▸ **Written request**
Copy out the data below verbatim.

▸ **Rows**
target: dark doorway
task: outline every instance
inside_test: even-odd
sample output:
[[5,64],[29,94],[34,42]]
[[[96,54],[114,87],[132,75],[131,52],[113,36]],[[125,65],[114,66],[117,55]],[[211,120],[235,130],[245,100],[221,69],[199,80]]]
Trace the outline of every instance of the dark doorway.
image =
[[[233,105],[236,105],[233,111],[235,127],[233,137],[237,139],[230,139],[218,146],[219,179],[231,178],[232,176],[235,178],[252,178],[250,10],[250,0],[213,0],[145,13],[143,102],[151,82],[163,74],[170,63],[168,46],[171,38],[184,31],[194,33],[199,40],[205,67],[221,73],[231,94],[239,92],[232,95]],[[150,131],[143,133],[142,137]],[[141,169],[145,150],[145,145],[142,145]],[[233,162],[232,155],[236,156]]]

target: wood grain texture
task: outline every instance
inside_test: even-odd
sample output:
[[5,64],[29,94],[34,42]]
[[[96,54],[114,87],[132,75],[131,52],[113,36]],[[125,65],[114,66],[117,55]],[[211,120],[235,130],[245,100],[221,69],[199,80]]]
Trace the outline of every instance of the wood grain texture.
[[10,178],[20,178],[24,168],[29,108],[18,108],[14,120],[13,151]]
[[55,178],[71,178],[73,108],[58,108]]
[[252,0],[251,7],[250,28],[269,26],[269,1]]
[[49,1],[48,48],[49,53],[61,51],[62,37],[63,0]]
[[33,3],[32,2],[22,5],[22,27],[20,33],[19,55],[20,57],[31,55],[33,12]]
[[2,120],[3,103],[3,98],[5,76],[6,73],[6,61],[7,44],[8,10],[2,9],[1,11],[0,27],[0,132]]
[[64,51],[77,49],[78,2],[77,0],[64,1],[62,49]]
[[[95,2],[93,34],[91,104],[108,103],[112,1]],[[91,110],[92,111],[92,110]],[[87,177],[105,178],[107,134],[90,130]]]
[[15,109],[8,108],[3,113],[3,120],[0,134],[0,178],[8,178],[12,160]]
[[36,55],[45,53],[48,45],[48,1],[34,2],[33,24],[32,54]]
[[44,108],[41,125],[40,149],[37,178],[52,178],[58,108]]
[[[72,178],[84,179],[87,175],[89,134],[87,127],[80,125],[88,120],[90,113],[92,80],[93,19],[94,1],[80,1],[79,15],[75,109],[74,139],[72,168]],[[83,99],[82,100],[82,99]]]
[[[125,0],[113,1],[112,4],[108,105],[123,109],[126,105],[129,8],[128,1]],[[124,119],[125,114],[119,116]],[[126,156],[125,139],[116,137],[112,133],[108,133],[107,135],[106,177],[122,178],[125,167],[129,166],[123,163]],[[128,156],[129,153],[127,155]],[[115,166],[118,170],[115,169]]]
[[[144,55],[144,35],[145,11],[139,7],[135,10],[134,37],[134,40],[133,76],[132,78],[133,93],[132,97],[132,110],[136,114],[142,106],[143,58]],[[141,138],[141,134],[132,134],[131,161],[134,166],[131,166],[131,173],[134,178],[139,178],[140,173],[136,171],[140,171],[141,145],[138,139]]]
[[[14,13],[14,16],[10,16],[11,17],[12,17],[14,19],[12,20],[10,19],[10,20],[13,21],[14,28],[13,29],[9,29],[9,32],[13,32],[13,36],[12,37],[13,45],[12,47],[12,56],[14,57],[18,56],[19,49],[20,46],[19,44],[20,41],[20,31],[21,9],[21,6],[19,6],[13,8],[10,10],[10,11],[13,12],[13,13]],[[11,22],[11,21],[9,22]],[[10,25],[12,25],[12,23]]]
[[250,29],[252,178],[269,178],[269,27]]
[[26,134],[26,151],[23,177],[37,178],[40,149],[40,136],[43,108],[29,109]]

▸ **Written answer**
target: dark doorway
task: outline every instance
inside_test: even-odd
sample output:
[[5,64],[29,94],[34,42]]
[[[96,54],[114,87],[132,75],[131,52],[113,36]],[[125,65],[114,66],[117,55]],[[211,120],[235,130],[245,100],[221,69],[199,80]]]
Trace the outline of every instance of the dark doorway.
image =
[[[233,105],[236,105],[233,111],[235,127],[233,137],[237,139],[230,139],[218,146],[219,179],[231,178],[232,176],[235,178],[252,178],[250,10],[250,0],[213,0],[145,13],[143,102],[151,82],[163,74],[170,63],[168,46],[171,38],[184,31],[194,33],[199,40],[205,67],[221,73],[231,94],[239,92],[232,95]],[[150,131],[143,133],[142,137]],[[141,169],[145,150],[145,145],[142,145]],[[233,162],[232,155],[236,156]]]

target: wood grain texture
task: outline every instance
inside_test: even-odd
sample output:
[[5,64],[29,94],[34,42]]
[[[96,54],[114,87],[132,75],[131,52],[113,36]],[[125,65],[114,66],[117,55]],[[211,120],[235,130],[245,100],[221,69],[199,80]]]
Trace the outline of every instance of the wood grain texture.
[[10,178],[20,178],[24,168],[29,108],[18,108],[14,120],[13,151]]
[[55,178],[71,178],[73,108],[58,108]]
[[252,0],[251,7],[250,28],[269,26],[269,1]]
[[49,1],[48,48],[49,53],[61,51],[62,37],[63,0]]
[[33,3],[32,2],[22,5],[22,27],[20,33],[19,55],[20,57],[31,55],[33,12]]
[[2,120],[3,103],[3,98],[5,76],[6,73],[6,61],[7,44],[8,10],[2,9],[1,11],[0,27],[0,132]]
[[64,51],[77,49],[78,2],[77,0],[64,1],[62,49]]
[[[95,2],[93,34],[91,104],[108,103],[112,1]],[[91,110],[92,111],[92,110]],[[87,177],[105,178],[107,134],[90,130]]]
[[15,109],[8,108],[3,113],[3,120],[0,134],[0,178],[8,178],[12,160]]
[[36,55],[45,53],[48,45],[48,1],[34,2],[33,24],[32,54]]
[[44,108],[41,125],[40,149],[37,178],[52,178],[58,108]]
[[[72,178],[84,179],[87,175],[89,134],[87,127],[80,125],[88,120],[90,113],[92,80],[93,19],[94,1],[80,1],[79,15],[75,109],[74,139],[72,168]],[[83,99],[82,100],[82,99]]]
[[[125,0],[113,1],[112,4],[108,105],[123,109],[126,105],[129,8],[128,1]],[[124,119],[125,114],[119,116]],[[126,156],[125,139],[116,137],[112,133],[108,133],[107,135],[106,177],[122,178],[125,167],[129,166],[123,163]],[[128,156],[129,153],[127,155]],[[115,166],[118,170],[115,169]]]
[[[144,55],[144,35],[145,11],[139,7],[135,10],[134,37],[134,40],[133,76],[132,78],[133,93],[132,97],[132,110],[136,114],[142,106],[143,58]],[[141,138],[141,134],[132,134],[131,161],[134,166],[131,166],[131,173],[134,178],[139,178],[140,173],[136,171],[140,171],[141,145],[138,139]]]
[[[14,13],[14,16],[10,16],[11,17],[12,17],[14,19],[12,20],[10,19],[10,20],[13,21],[14,28],[13,29],[9,29],[9,32],[13,32],[13,36],[12,37],[13,45],[12,47],[12,56],[14,57],[18,56],[19,49],[20,46],[19,44],[20,41],[20,31],[21,9],[21,6],[19,6],[13,8],[10,10],[10,11],[13,12],[13,13]],[[11,22],[11,21],[9,22]],[[10,25],[12,25],[12,23]]]
[[250,29],[252,178],[269,178],[269,27]]
[[26,134],[26,151],[23,177],[37,178],[40,149],[40,136],[43,108],[29,109]]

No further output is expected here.